Directions:
Repeat each line of the listing exactly as written.

=== Source information ===

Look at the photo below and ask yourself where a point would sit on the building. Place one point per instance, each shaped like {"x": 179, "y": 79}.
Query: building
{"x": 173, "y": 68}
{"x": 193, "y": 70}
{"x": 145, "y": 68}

===

Solution for this task:
Look at the photo below and ask yourself where a point would sit on the building. Place one point per instance, each shaped like {"x": 179, "y": 79}.
Query: building
{"x": 173, "y": 68}
{"x": 193, "y": 70}
{"x": 145, "y": 68}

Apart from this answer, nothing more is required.